═════ TRECHO PARA LEITURA ═════

Procedimento Administrativo Disciplinar – Tabeliã de Notas – Aplicação de pena de suspensão por noventa dias – Decisão originária do Excelentíssimo Corregedor Geral da Justiça – Solicitação de esclarecimentos sobre os efeitos de eventual recurso administrativo e sobre a destinação da renda da delegação durante o período da suspensão.
Número do processo: 85561
Ano do processo: 2018
Número do parecer: 5
Ano do parecer: 2019
Parecer
PODER JUDICIÁRIO
TRIBUNAL DE JUSTIÇA DO ESTADO DE SÃO PAULO
CORREGEDORIA GERAL DA JUSTIÇA
Processo CG n° 2018/85561
(5/2019-E)
Procedimento Administrativo Disciplinar – Tabeliã de Notas – Aplicação de pena de suspensão por noventa dias – Decisão originária do Excelentíssimo Corregedor Geral da Justiça – Solicitação de esclarecimentos sobre os efeitos de eventual recurso administrativo e sobre a destinação da renda da delegação durante o período da suspensão.
Excelentíssimo Senhor Corregedor Geral da Justiça:
Trata-se de processo administrativo disciplinar instaurado por Vossa Excelência contra a Sra. Tabeliã de Notas e de Protesto de Letras e Títulos da Comarca, Dra. L.B., em que foi aplicada a pena de suspensão por 90 (noventa) dias.
A Sra. Tabeliã de Notas e de Protesto de Letras e Títulos da Comarca solicitou a sustação do início do cumprimento da pena até o trânsito em julgado da r. decisão prolatada por Vossa Excelência, diante da possibilidade de interposição de recurso administrativo para a Col. Câmara Especial do Tribunal de Justiça, ou, alternativamente, que seja regulamentada a destinação da renda da serventia durante o período da suspensão (fls. 329/330).

═════

TAREFA PROPOSTA =
Transcreva do parecer acima, sem nenhuma alteração, o trecho que se inicia com as palavras contendo "Excelentíssimo Senhor Corregedor" e se encerra em "90 (noventa) dias.".

═════ LINHAS EXIBIDAS ═════

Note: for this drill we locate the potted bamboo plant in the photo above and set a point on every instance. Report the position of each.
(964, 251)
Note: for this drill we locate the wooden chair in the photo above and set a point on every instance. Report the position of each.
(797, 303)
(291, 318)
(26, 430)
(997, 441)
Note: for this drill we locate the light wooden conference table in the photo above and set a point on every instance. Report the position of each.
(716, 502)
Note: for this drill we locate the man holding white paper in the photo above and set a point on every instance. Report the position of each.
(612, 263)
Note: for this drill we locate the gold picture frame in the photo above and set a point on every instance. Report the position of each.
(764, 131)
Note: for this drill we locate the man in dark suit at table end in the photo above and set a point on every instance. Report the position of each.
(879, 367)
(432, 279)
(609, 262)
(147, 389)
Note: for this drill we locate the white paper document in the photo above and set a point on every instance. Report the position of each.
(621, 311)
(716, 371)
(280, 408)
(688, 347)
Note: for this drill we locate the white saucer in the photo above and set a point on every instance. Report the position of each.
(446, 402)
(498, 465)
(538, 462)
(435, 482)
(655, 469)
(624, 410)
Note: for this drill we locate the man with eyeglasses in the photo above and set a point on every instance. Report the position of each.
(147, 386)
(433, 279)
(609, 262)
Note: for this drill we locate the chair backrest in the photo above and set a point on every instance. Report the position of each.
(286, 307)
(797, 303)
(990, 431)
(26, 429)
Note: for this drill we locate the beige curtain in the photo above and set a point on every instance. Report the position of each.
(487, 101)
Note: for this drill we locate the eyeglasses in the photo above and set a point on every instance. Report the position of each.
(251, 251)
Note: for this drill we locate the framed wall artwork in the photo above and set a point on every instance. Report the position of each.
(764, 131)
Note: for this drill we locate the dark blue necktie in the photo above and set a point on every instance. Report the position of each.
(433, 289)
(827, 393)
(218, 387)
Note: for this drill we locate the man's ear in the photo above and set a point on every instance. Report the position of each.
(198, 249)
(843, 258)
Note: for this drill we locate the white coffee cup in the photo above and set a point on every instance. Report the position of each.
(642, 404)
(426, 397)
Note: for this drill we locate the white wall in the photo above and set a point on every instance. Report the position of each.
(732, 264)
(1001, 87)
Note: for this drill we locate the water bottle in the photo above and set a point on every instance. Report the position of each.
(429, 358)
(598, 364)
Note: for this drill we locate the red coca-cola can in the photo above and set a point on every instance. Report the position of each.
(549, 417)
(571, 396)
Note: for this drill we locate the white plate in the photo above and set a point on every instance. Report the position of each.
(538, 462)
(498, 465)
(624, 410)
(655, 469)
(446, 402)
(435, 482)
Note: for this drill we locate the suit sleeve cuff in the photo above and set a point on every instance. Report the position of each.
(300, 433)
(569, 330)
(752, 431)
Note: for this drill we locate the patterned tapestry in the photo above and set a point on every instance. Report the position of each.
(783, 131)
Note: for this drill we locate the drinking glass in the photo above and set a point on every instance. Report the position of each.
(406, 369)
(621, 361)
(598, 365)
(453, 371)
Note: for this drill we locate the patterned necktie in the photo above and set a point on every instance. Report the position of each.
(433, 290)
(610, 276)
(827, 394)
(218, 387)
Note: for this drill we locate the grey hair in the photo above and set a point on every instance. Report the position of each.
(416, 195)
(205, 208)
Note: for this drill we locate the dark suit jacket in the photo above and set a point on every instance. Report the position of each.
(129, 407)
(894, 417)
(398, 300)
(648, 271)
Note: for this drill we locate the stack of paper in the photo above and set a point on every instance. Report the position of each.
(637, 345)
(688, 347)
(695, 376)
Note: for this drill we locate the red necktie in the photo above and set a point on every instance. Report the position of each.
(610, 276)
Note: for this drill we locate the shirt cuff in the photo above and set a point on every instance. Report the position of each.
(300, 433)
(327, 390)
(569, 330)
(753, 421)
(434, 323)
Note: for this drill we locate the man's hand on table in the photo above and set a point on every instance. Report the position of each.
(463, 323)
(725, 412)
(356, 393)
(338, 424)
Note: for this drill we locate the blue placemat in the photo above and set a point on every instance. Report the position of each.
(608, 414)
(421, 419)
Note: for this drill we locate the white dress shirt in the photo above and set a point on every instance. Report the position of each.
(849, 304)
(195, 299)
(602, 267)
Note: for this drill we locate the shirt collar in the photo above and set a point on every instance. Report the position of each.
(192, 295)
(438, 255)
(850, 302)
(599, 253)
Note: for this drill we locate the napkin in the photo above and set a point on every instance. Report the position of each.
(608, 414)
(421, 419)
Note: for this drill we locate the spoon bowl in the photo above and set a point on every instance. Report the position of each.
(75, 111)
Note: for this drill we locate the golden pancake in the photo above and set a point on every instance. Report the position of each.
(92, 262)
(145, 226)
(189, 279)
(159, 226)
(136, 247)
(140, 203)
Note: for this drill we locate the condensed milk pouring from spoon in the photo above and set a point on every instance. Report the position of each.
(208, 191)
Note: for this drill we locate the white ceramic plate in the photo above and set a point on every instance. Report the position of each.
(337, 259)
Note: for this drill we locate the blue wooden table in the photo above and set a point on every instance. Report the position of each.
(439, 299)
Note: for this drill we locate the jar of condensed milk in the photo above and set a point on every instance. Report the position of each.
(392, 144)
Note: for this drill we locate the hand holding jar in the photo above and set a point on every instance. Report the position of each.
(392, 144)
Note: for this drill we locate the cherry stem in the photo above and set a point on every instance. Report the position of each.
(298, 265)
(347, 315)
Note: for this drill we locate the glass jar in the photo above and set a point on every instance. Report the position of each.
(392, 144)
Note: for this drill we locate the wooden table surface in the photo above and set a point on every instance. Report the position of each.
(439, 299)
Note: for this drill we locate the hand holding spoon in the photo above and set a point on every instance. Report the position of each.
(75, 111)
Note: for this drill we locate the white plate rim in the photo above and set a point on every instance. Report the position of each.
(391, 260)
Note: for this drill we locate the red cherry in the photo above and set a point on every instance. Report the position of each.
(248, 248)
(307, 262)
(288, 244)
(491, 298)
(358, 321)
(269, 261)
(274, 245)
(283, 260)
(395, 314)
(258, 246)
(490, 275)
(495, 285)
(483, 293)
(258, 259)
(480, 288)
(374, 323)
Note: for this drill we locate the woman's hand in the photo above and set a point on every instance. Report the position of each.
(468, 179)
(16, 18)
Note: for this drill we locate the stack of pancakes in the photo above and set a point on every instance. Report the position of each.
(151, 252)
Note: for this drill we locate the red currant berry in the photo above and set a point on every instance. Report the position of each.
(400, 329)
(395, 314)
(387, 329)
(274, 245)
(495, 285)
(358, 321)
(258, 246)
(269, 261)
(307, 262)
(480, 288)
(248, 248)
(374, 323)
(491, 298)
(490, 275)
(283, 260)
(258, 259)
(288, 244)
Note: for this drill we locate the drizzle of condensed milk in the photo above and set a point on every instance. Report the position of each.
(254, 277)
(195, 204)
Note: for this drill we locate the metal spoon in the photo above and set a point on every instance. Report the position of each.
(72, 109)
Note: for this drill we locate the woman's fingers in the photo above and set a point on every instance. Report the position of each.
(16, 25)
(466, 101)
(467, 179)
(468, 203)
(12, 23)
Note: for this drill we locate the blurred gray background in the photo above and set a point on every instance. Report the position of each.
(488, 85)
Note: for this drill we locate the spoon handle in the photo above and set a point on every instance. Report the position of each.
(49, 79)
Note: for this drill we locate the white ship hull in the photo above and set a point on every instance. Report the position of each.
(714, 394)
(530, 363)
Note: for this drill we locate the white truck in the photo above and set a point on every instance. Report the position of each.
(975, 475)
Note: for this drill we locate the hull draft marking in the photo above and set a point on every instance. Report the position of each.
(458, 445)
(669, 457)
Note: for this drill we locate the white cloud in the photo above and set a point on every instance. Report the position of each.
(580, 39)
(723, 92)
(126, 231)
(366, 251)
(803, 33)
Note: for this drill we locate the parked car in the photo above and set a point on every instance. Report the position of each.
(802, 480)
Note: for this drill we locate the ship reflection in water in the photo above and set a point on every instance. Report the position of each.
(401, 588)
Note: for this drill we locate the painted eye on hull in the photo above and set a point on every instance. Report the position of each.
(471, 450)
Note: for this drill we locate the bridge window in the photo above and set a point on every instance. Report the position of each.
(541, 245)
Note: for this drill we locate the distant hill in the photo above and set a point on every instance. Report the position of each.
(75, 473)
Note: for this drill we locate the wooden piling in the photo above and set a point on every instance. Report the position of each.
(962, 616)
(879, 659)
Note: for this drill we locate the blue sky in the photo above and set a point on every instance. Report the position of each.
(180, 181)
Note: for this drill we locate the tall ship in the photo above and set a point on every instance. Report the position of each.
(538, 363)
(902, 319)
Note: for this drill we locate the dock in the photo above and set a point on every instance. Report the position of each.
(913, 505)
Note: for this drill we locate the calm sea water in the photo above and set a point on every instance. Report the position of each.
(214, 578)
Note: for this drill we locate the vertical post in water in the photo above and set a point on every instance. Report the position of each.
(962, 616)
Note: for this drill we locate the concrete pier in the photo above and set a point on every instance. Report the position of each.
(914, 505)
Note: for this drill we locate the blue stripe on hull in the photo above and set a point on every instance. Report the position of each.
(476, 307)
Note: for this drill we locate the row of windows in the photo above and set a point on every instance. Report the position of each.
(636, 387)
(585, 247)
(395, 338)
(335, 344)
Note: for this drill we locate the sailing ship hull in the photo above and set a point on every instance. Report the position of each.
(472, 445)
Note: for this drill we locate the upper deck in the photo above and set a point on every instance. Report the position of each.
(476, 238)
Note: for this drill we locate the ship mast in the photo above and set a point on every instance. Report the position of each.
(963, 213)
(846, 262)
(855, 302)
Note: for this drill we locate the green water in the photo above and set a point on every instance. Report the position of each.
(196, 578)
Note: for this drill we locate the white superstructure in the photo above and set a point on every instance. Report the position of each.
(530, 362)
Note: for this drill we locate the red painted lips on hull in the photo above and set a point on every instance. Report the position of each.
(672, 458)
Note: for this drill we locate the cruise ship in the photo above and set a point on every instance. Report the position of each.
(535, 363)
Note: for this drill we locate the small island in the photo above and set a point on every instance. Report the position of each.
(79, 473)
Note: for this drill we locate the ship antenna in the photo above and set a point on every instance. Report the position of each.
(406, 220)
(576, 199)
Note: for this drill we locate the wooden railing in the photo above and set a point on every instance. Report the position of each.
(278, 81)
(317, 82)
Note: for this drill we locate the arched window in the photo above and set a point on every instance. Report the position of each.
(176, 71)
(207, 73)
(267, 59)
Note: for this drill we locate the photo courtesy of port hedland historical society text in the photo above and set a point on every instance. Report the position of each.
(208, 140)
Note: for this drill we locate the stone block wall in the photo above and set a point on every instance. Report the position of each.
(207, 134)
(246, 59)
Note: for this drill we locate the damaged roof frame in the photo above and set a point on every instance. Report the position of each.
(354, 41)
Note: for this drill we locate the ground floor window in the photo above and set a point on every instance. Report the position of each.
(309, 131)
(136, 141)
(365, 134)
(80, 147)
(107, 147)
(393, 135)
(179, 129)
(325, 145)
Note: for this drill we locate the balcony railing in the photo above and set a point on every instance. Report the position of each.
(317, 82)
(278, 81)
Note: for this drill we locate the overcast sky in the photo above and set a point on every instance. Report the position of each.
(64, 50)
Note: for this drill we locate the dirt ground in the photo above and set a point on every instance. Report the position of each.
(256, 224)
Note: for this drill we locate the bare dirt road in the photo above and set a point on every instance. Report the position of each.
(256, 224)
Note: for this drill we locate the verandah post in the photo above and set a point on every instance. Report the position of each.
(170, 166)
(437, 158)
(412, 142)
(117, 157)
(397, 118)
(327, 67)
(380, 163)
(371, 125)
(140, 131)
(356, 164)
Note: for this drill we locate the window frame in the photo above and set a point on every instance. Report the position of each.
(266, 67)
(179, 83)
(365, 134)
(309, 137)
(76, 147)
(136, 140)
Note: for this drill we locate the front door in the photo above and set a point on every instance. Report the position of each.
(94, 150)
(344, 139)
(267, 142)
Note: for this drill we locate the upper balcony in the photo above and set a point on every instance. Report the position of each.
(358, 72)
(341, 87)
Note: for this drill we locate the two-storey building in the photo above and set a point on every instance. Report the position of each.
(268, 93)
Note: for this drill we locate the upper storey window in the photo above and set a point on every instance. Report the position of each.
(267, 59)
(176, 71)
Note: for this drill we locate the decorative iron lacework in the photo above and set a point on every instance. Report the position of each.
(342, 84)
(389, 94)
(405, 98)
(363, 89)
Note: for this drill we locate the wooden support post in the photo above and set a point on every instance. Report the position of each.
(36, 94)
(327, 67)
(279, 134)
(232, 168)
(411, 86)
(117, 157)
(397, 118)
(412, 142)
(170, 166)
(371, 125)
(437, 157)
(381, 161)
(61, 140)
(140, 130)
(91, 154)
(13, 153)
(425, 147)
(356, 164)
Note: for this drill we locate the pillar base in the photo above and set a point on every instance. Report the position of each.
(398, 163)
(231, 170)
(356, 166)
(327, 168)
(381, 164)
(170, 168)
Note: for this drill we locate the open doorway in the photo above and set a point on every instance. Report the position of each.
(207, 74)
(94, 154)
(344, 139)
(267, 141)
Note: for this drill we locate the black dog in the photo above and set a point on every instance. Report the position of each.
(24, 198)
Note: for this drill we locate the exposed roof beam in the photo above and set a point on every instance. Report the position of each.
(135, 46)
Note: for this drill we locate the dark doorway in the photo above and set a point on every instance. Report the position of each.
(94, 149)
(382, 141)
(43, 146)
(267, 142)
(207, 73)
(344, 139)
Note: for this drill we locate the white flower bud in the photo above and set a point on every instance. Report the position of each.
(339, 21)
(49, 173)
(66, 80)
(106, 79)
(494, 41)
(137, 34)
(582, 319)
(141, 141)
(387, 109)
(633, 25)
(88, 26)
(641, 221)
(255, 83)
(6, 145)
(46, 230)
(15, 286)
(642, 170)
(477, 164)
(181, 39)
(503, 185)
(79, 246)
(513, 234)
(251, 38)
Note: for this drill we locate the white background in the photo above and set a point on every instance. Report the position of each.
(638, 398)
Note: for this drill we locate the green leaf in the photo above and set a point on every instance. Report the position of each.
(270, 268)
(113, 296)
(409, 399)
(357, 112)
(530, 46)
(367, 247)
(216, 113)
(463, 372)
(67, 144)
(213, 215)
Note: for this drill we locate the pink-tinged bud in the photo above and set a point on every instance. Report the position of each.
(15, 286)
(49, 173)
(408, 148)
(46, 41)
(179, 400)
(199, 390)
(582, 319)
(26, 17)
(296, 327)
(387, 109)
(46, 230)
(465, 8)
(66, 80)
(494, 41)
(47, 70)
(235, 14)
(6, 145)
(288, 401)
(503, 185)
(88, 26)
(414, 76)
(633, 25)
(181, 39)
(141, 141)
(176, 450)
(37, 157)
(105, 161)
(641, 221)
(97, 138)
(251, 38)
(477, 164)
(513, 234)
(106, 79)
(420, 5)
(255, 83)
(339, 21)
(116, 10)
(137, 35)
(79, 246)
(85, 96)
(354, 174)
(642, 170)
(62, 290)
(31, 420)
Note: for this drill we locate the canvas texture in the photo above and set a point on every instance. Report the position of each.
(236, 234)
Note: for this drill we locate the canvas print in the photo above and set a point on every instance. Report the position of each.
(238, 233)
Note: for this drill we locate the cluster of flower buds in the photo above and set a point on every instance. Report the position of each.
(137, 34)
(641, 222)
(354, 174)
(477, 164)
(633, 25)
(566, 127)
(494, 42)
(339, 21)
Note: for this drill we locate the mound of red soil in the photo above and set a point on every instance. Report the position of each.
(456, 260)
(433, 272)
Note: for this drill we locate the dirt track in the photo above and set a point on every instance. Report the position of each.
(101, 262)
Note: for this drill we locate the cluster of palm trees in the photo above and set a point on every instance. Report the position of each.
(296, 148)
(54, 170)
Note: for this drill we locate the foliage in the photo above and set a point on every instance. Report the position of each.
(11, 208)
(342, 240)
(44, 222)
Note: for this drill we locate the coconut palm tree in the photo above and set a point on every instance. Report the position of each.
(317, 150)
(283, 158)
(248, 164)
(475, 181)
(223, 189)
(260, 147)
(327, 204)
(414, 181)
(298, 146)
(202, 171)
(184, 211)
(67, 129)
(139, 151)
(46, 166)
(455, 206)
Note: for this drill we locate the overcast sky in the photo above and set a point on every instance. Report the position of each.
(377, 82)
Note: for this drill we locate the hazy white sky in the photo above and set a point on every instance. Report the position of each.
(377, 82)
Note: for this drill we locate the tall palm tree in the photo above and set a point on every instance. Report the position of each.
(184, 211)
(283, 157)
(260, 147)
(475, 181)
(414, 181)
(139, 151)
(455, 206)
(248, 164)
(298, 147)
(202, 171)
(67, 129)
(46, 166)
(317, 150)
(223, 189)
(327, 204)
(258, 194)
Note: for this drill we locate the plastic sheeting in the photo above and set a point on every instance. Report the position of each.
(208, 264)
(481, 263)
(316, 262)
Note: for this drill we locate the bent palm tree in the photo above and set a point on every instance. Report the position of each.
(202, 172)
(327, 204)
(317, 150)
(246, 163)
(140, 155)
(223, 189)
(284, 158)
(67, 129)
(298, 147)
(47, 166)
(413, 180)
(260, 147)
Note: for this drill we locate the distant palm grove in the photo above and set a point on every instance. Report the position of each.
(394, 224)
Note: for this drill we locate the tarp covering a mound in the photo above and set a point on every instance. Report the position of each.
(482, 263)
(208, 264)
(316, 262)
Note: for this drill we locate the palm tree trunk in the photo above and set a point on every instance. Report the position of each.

═════

RESPOSTA =
Excelentíssimo Senhor Corregedor Geral da Justiça:
Trata-se de processo administrativo disciplinar instaurado por Vossa Excelência contra a Sra. Tabeliã de Notas e de Protesto de Letras e Títulos da Comarca, Dra. L.B., em que foi aplicada a pena de suspensão por 90 (noventa) dias.